● What is required:
Count the lines below that contain the word "military" and give only that number. Case counts.
---*---
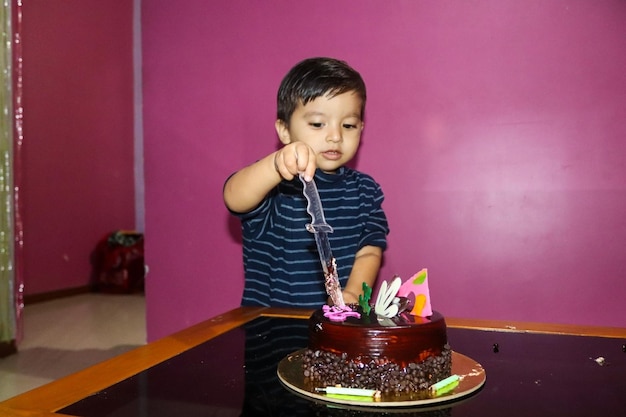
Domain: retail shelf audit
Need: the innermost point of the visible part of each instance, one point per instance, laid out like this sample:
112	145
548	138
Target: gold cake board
471	374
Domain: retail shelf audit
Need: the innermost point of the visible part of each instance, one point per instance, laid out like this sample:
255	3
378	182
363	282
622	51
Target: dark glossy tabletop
234	374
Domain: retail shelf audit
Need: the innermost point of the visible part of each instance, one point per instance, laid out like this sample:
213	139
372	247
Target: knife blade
320	229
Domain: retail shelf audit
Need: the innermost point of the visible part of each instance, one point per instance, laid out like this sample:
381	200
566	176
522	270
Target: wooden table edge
45	400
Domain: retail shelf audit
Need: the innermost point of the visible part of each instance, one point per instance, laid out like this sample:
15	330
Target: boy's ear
283	132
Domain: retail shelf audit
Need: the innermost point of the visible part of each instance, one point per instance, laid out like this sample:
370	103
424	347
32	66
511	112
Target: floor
66	335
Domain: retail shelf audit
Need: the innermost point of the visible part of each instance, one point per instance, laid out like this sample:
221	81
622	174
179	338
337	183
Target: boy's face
330	126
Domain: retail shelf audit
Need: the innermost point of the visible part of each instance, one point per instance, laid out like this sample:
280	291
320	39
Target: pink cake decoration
417	285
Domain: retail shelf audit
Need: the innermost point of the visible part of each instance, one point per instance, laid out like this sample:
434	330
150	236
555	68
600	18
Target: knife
321	229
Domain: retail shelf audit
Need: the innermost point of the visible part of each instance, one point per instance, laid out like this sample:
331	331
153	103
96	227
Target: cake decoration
385	306
337	313
444	386
364	300
418	286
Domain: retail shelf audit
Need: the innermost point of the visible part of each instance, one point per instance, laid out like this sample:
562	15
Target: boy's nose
334	135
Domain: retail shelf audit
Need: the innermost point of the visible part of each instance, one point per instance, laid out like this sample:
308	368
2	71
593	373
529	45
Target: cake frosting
389	348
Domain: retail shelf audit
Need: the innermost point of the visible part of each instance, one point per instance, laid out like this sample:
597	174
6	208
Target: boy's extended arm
246	188
365	269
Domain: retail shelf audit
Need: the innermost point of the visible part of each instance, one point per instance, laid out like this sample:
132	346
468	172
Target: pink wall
495	128
77	155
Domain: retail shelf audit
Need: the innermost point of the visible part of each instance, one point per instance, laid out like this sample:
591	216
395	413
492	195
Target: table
226	366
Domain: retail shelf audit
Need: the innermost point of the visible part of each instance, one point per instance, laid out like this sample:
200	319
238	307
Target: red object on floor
118	263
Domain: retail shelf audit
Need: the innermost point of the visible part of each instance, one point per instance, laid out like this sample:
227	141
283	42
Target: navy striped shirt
281	261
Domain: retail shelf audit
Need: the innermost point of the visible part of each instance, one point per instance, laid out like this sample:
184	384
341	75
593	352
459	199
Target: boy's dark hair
316	77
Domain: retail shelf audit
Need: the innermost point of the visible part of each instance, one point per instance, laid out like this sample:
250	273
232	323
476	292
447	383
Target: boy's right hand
295	158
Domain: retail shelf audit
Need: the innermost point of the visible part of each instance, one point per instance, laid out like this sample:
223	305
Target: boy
320	119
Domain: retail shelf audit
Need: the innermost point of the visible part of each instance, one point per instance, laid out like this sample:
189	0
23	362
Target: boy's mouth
332	155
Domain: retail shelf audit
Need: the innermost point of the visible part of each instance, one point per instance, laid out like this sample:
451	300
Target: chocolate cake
400	355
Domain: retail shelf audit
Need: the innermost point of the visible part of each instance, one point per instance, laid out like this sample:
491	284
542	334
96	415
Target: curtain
10	290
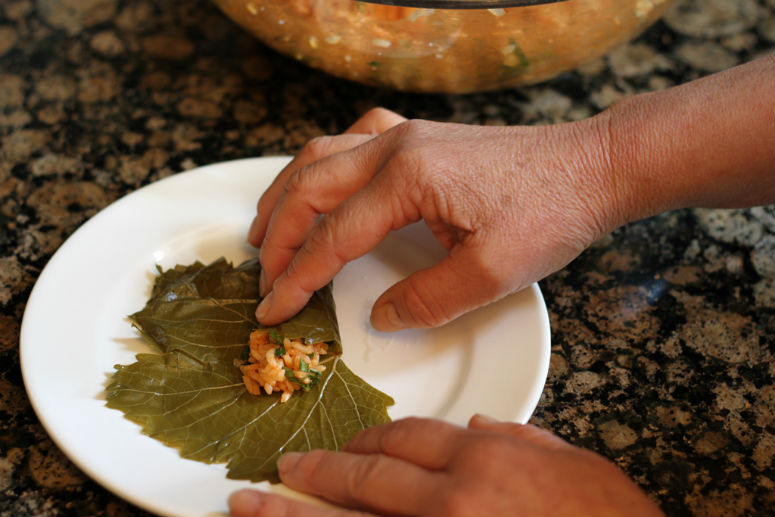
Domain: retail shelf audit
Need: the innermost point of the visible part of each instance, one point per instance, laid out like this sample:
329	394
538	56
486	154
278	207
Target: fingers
376	121
428	298
314	150
356	226
528	432
314	190
253	503
366	481
424	442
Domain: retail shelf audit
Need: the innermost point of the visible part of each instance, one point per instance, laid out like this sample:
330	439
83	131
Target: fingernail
263	308
262	283
287	461
244	502
385	318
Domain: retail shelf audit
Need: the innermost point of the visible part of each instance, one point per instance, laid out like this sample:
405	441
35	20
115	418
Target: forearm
708	143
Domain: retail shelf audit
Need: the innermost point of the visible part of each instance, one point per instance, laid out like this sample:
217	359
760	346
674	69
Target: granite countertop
662	333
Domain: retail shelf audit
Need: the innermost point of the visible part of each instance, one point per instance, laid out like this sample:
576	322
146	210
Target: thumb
432	297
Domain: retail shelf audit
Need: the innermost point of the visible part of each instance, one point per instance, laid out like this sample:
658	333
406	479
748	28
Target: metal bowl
426	49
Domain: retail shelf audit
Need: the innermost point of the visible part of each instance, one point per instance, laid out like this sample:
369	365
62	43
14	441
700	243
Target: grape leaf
190	395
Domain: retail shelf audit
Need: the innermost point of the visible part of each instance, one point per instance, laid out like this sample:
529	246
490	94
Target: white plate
493	361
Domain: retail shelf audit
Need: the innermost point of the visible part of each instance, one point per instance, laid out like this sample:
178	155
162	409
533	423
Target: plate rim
41	283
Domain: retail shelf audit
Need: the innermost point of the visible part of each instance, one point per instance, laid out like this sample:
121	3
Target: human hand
428	467
510	204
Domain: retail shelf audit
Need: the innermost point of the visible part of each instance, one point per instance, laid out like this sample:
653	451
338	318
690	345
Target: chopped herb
276	338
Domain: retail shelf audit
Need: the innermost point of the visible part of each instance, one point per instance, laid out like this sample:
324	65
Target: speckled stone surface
663	332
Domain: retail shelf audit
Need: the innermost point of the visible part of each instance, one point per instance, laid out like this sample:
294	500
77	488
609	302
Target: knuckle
459	499
359	480
309	466
316	148
423	308
398	433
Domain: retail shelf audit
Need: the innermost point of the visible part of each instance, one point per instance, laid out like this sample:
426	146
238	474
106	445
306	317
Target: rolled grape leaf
191	396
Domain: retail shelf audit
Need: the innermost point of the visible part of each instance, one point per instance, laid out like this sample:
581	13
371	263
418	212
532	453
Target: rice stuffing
279	364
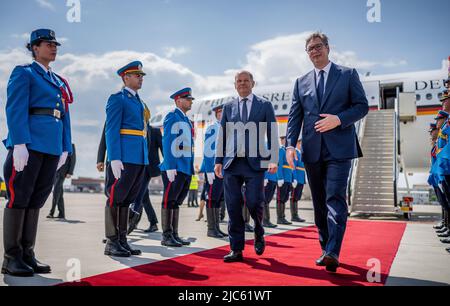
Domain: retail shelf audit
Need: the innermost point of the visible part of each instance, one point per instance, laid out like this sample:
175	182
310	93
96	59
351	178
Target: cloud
93	79
46	4
171	52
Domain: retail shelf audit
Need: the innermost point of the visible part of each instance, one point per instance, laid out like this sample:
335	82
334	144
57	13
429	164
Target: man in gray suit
327	102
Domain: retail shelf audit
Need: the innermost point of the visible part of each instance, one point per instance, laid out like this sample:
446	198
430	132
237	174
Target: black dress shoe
331	263
439	226
269	225
444	235
260	245
319	262
249	228
151	229
234	256
445	240
442	230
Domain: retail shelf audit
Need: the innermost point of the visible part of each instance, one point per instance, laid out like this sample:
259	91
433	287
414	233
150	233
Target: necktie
244	110
321	86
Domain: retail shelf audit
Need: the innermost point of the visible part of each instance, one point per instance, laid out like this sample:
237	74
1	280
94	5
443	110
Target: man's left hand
273	168
328	123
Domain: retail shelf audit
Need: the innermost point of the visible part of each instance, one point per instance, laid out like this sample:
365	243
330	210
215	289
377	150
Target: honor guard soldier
213	185
285	177
297	184
38	143
432	181
270	186
445	99
442	167
177	167
126	144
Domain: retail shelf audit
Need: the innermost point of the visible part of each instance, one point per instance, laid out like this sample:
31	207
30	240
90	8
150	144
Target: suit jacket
154	140
30	87
125	111
260	112
345	97
178	143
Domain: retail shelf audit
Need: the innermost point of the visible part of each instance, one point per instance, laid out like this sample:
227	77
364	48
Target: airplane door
372	89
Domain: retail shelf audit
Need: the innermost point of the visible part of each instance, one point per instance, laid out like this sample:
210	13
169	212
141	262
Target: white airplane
381	91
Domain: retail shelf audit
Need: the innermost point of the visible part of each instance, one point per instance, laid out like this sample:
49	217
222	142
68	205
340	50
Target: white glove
117	167
62	160
20	157
171	175
211	176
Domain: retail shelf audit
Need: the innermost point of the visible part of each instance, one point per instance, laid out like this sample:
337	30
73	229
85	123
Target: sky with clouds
201	43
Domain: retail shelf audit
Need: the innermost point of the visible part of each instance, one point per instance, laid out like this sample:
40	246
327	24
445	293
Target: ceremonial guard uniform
297	186
177	169
285	177
126	144
270	186
213	185
38	143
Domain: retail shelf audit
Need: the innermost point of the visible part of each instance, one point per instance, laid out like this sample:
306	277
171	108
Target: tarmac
74	248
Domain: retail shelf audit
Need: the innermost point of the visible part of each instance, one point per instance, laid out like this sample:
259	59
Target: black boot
29	239
175	221
294	212
113	246
166	223
212	230
216	212
123	229
13	264
266	217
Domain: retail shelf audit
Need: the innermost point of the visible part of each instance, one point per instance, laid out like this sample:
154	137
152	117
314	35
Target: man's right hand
20	157
291	155
117	167
101	167
171	175
218	170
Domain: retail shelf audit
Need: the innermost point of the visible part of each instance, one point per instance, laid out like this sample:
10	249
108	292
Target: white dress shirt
249	104
326	70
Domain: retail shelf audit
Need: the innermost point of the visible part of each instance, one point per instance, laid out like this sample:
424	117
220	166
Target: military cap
43	35
183	93
133	67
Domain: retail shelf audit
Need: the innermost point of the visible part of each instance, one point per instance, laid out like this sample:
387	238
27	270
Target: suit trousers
235	176
328	182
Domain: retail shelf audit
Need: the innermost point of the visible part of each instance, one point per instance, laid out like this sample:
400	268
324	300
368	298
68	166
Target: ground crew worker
177	166
126	144
297	184
38	143
285	177
213	185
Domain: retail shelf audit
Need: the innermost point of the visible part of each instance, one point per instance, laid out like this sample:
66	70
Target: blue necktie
321	87
244	110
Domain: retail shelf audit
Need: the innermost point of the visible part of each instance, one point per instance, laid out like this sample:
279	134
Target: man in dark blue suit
242	158
327	102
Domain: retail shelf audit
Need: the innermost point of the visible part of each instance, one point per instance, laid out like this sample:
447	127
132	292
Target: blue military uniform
126	141
285	173
37	115
214	192
296	193
178	147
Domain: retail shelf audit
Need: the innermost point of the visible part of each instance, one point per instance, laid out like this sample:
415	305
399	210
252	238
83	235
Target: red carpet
288	261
---*---
● Exercise solution:
2